If a line in the listing below has the string "goalkeeper", copy it out.

BEGIN

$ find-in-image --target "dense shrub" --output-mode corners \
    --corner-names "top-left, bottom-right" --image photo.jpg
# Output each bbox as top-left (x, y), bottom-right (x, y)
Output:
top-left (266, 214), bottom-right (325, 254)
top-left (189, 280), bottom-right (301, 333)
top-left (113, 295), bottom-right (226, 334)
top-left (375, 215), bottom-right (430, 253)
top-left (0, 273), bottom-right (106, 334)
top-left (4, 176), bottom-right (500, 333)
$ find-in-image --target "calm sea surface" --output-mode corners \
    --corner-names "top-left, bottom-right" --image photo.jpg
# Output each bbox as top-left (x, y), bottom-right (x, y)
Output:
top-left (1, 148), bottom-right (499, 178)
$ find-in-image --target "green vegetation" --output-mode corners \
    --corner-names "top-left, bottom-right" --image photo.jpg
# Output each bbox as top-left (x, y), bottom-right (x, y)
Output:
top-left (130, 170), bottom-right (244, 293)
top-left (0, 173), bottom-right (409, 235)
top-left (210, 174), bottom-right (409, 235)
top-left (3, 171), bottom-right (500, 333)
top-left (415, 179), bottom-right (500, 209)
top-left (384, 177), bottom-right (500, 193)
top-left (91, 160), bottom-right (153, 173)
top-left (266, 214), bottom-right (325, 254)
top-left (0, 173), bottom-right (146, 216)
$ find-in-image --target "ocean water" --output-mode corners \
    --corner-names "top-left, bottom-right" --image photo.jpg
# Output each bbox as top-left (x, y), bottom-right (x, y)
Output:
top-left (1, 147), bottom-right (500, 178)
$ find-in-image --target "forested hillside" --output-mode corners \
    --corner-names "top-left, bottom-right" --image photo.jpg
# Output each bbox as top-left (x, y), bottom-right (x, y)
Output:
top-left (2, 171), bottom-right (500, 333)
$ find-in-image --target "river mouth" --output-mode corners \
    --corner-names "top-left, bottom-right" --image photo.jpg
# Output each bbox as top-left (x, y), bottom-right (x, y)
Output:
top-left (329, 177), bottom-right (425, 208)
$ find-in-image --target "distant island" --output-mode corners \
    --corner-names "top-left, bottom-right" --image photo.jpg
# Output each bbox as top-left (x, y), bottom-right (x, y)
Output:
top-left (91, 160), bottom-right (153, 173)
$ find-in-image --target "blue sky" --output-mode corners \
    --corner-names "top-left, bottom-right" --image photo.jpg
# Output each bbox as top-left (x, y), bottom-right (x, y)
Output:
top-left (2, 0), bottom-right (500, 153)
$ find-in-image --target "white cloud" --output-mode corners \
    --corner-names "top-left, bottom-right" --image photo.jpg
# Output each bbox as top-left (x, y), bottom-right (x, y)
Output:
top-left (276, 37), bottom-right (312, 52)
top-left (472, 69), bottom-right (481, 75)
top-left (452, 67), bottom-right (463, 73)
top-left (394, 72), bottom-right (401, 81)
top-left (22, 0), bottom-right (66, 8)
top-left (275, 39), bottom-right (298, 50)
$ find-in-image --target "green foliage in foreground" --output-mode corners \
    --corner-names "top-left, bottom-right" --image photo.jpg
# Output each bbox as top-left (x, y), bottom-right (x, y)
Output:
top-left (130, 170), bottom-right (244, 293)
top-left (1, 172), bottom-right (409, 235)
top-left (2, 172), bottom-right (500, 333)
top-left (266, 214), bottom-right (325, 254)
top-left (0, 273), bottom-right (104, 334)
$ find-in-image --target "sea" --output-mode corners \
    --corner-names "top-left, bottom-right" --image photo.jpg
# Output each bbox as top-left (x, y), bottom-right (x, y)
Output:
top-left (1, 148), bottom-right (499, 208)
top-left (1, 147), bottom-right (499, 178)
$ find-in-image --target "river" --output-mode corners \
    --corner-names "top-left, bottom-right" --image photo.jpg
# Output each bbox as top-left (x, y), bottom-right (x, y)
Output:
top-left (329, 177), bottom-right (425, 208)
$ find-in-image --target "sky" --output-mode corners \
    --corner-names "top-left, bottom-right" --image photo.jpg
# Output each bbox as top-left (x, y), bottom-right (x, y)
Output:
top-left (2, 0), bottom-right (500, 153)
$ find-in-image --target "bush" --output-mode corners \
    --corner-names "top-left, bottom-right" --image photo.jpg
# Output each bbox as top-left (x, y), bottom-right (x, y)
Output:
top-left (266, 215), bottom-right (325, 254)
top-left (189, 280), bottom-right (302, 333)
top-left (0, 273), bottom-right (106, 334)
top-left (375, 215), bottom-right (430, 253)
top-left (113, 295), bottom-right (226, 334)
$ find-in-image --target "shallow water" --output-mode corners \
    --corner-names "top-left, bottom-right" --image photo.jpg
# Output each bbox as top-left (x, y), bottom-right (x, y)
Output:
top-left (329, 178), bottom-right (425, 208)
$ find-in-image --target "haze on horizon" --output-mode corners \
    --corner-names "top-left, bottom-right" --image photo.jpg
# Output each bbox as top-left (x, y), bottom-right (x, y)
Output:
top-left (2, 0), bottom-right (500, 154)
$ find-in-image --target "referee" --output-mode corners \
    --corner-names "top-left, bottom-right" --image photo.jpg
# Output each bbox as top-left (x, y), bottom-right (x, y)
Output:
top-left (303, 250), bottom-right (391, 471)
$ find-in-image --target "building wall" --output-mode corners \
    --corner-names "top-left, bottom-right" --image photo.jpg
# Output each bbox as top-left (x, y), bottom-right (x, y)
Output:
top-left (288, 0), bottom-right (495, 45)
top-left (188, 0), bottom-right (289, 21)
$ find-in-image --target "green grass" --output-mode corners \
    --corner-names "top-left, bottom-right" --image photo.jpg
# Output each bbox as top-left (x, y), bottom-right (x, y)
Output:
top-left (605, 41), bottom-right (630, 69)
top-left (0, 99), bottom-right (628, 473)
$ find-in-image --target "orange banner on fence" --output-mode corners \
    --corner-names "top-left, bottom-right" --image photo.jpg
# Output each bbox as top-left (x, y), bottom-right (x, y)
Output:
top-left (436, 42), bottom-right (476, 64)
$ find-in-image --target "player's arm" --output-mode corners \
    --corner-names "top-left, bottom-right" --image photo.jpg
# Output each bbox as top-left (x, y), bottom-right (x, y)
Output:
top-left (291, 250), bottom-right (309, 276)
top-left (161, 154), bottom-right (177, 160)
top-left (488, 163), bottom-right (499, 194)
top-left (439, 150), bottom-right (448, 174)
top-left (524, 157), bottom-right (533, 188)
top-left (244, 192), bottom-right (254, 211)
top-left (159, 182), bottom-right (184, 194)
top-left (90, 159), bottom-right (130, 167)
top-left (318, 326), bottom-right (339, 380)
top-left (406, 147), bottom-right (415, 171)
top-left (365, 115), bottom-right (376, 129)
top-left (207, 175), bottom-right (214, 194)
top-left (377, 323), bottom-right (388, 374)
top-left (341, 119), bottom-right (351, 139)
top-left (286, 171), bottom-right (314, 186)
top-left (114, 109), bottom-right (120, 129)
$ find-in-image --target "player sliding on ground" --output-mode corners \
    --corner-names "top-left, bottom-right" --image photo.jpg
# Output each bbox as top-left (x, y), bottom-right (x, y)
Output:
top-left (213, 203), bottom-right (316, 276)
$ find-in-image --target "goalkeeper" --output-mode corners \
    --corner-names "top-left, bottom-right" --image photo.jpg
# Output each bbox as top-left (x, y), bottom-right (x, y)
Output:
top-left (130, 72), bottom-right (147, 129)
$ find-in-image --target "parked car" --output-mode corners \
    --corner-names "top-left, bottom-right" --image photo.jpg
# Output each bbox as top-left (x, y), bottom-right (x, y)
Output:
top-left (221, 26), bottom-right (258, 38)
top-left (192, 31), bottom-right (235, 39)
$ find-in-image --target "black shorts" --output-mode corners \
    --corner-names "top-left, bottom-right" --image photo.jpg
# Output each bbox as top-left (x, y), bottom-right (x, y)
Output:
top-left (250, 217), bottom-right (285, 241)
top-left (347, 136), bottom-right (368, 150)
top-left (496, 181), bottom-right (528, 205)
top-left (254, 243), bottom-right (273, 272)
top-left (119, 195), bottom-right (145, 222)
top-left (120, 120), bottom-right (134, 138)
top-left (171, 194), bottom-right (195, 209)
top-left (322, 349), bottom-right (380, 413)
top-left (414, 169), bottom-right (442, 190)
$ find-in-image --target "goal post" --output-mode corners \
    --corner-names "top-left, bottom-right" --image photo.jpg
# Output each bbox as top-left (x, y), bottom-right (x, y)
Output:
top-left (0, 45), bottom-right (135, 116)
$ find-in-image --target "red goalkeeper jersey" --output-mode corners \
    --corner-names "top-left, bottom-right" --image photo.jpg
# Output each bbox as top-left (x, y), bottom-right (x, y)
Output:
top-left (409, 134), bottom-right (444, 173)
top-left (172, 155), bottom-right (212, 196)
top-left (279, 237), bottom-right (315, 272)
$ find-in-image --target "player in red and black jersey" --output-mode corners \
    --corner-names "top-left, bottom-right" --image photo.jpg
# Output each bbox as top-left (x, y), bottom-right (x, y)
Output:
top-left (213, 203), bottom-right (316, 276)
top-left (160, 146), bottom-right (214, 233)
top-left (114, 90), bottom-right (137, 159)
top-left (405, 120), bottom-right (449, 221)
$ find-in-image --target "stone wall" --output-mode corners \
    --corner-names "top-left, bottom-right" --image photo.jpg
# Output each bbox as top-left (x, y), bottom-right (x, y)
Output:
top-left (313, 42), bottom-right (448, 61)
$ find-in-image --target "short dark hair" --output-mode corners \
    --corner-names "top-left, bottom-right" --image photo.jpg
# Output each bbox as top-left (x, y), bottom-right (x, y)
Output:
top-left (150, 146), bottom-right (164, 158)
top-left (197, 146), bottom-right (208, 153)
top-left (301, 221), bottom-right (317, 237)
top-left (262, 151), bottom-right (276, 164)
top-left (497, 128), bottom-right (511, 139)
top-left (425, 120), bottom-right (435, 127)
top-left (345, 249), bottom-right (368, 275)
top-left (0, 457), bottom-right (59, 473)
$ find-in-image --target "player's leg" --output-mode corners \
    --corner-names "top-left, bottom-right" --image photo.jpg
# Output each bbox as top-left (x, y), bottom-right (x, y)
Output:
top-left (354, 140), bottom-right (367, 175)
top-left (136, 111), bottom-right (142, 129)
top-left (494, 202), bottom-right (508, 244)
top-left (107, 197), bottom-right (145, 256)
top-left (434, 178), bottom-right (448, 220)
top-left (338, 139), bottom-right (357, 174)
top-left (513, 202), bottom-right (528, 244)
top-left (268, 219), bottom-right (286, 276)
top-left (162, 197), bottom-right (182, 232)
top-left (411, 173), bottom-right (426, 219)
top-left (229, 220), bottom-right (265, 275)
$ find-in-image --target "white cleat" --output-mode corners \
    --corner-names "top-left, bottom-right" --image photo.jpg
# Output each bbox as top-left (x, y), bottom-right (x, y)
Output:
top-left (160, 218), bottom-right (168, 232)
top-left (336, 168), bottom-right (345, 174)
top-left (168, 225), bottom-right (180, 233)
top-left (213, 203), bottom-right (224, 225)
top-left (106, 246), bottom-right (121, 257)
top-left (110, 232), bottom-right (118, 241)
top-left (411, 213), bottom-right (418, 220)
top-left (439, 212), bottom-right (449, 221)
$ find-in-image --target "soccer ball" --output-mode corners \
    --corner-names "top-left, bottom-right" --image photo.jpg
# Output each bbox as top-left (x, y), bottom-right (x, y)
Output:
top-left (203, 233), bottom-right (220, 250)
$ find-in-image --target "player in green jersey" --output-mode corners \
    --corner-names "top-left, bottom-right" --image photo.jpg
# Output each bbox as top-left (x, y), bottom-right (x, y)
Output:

END

→ **Written answer**:
$ find-in-image --target "goalkeeper" --output-mode corners \
$ find-in-image --target "red goalkeeper jersey" --output-mode corners \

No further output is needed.